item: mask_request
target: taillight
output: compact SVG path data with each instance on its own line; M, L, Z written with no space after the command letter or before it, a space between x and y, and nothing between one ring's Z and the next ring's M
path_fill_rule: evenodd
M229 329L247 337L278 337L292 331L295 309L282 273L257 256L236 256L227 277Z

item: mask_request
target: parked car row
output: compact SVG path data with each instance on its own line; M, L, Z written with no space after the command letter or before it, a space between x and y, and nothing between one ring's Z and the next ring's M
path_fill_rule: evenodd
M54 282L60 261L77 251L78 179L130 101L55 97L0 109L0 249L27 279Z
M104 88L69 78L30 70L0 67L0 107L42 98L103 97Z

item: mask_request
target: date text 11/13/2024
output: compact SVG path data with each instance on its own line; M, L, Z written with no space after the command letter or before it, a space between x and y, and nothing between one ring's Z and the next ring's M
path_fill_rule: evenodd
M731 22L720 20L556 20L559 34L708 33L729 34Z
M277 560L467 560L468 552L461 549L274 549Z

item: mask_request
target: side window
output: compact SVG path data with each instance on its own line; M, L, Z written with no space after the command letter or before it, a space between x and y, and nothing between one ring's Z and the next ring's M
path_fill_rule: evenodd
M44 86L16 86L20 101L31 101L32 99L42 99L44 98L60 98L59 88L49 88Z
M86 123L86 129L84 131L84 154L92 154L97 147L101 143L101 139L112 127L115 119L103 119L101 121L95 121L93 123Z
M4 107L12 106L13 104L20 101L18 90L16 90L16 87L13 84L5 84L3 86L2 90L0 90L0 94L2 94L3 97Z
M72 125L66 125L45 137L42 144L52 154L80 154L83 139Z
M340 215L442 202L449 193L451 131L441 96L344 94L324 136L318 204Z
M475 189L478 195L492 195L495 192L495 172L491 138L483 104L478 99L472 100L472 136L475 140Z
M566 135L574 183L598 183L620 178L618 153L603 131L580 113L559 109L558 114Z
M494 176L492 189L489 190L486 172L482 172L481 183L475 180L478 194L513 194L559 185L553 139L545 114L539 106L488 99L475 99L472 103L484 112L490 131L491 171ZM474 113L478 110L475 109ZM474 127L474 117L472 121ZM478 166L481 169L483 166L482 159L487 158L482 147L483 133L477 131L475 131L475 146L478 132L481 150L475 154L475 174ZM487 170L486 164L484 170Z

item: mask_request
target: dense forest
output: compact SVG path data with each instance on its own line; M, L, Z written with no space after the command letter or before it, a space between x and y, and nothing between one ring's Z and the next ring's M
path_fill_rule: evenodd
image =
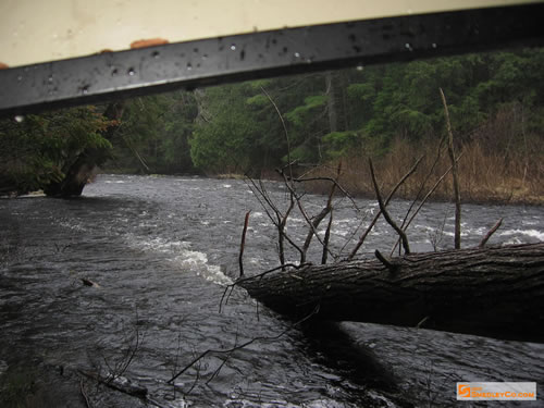
M0 193L47 191L91 150L129 173L272 176L290 160L323 174L342 160L344 183L368 194L368 157L385 184L422 154L421 176L442 172L442 88L463 197L543 202L543 67L544 49L466 54L141 97L115 118L98 106L2 120Z

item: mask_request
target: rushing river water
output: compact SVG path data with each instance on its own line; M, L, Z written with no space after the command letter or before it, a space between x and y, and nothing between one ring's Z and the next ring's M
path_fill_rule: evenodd
M279 202L286 198L281 185L269 188ZM325 200L306 198L312 214ZM336 251L376 211L371 200L356 203L358 211L338 202ZM392 212L408 206L396 201ZM101 175L79 199L0 200L0 380L21 368L38 372L51 407L85 407L83 394L92 407L145 406L90 380L79 384L77 370L122 371L128 360L124 376L161 407L453 406L457 381L535 381L540 401L520 406L542 403L541 344L347 322L301 330L242 289L220 312L249 210L245 269L257 273L277 264L274 228L244 181ZM491 244L544 240L542 208L466 205L462 215L463 246L477 245L499 218ZM289 235L304 239L304 226L295 213ZM452 206L428 205L408 235L413 250L450 247ZM394 242L380 221L364 248ZM168 383L208 349L282 332L208 356L175 387Z

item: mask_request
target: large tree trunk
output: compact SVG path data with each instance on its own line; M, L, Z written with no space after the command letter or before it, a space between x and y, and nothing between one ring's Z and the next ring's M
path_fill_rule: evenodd
M289 317L544 342L544 243L308 265L238 285Z
M121 120L124 110L124 100L112 102L106 109L103 116L109 120ZM102 136L111 140L119 125L109 126ZM85 185L96 173L96 169L108 160L109 153L102 149L85 149L77 159L65 170L65 176L62 181L50 183L44 193L52 197L74 197L81 196Z

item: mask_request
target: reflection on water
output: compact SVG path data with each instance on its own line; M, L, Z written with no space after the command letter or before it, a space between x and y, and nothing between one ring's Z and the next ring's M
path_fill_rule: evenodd
M285 198L280 185L270 188ZM324 198L309 199L308 211L319 212ZM358 220L376 211L372 201L357 203L360 213L342 203L335 214L334 248L343 254ZM395 202L392 212L408 206ZM542 395L543 345L361 323L289 330L274 313L257 313L243 290L220 313L249 210L245 270L257 273L277 262L274 231L243 181L104 175L81 199L0 200L0 379L30 366L57 385L76 381L78 368L106 370L122 359L137 333L141 342L125 375L170 407L444 406L455 405L456 381L540 381ZM499 218L491 244L544 238L542 209L467 205L462 245L477 245ZM289 235L304 239L304 224L294 214ZM450 247L452 231L452 206L430 205L409 230L411 246ZM395 238L380 222L367 251L387 250ZM175 390L166 383L206 349L285 330L274 342L207 358ZM72 393L81 404L78 390ZM119 393L89 396L96 406L143 404Z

• • • • •

Short task => How many lines in the rows above contain the word "water"? Reply with the number alone.

Response for this exercise => 2